:: EXCERPT ::
Types of financial data

Fundamental data

Financial fundamental data, also called financial statements data, balance sheet data, or corporate finance data, conveys information about firms’ structures, operations, and performance.

Market data

Market data includes price and related information for financial instruments traded on market venues such as the New York Stock Exchange (NYSE) or in off-exchange OTC markets.

Transaction data

A financial transaction is a legal agreement between two or more parties to exchange financial securities, services, goods, risks, or commodities in return for money.

Generally speaking, a financial transaction can be characterized by at least five elements: transaction specifications, transaction parties, initiation date, settlement date, and settlement method.

Analytics data

This type of data is often derived from other types of data such as fundamental, market, and transaction data. This data is typically computed using simple formulas, statistical models, machine learning techniques, and financial theories

Examples:

news and market sentiment (novelty, score, relevance, impact)
financial risk measures (value at risk, option Greeks, bond duration, implied volatility)
market indexes (MSCI, Global Indexes),
ESG scores
others

Alternative data

Alternative data refers to nontraditional datasets used for financial analysis, investment, or forecasting, including sources like news, social media, satellite images, patents, and consumer behavior. Unlike conventional financial data, alternative data is often unstructured, lacking standard identifiers, and may be incomplete or biased.

The key advantage of alternative data is its novelty and diversity, which can provide a competitive edge in portfolio analysis. However, challenges include the need for significant investment in data structuring and the potential for biases that are difficult to detect.

Reference data

Alternative data encompasses nontraditional datasets used for financial analysis, investment, or forecasting, which do not originate from conventional financial contexts like trading or corporate finance. Examples include news articles, social media posts, satellite imagery, patents, Google trends, and consumer behavior insights. These datasets can be sourced from data vendors or public repositories.

The main advantage of alternative data lies in its novelty and diversity, offering financial institutions the potential for a competitive edge in portfolio analysis and decision-making. For example, satellite image data can predict financial performance by analyzing the number of cars in company parking lots.

However, working with alternative data presents challenges, such as its often unstructured format, which requires substantial investment to organize and analyze. Additionally, alternative datasets frequently lack standardized identifiers, may be incomplete or imbalanced, and can contain biases that are difficult to identify. Thus, while alternative data can enhance financial analysis, it necessitates careful handling and expertise to unlock its full potential.

:: EXTRACTED INFORMATION ::
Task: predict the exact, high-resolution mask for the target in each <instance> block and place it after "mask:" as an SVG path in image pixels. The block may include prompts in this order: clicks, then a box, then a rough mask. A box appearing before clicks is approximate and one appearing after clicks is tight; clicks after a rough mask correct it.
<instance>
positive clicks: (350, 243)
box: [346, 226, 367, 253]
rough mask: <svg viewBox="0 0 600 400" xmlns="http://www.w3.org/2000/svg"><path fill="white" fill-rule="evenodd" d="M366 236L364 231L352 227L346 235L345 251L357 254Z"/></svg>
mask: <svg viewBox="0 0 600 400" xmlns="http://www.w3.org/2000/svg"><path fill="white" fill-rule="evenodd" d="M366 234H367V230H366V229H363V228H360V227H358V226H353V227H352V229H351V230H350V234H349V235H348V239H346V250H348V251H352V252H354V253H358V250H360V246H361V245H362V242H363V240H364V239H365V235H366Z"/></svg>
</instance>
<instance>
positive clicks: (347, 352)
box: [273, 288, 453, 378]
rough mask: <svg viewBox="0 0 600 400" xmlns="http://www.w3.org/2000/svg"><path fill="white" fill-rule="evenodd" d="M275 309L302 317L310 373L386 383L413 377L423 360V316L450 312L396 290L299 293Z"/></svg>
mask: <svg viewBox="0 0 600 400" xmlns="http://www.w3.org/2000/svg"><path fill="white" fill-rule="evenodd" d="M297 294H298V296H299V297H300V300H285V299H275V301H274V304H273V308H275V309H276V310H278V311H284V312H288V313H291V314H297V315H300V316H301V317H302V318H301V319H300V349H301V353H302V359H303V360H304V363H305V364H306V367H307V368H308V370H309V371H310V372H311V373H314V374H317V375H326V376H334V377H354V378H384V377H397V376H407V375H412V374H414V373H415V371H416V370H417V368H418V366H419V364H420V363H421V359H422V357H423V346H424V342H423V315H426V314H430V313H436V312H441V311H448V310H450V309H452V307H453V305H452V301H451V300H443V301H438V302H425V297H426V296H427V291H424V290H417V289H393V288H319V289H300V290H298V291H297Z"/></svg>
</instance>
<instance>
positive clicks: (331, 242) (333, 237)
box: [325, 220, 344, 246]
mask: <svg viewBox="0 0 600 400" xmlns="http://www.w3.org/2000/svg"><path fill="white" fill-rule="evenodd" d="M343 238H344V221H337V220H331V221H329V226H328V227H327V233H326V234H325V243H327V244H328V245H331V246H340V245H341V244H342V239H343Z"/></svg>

:: QUESTIONS TO ANSWER ::
- a) Transcribe the excerpt on types of financial data from "Financial fundamental data, also" up to and including "operations, and performance.".
- b) In the excerpt on types of financial data, turn the paragraph beginning "Generally speaking, a financial transaction" into a short list that keeps its main facts.
Work only from the excerpt on types of financial data, not from the records.

:: ANSWERS BY ITEM ::
- a)
Financial fundamental data, also called financial statements data, balance sheet data, or corporate finance data, conveys information about firms’ structures, operations, and performance.

- b)
A financial transaction has at least five elements:
- transaction specifications
- transaction parties
- initiation date
- settlement date
- settlement method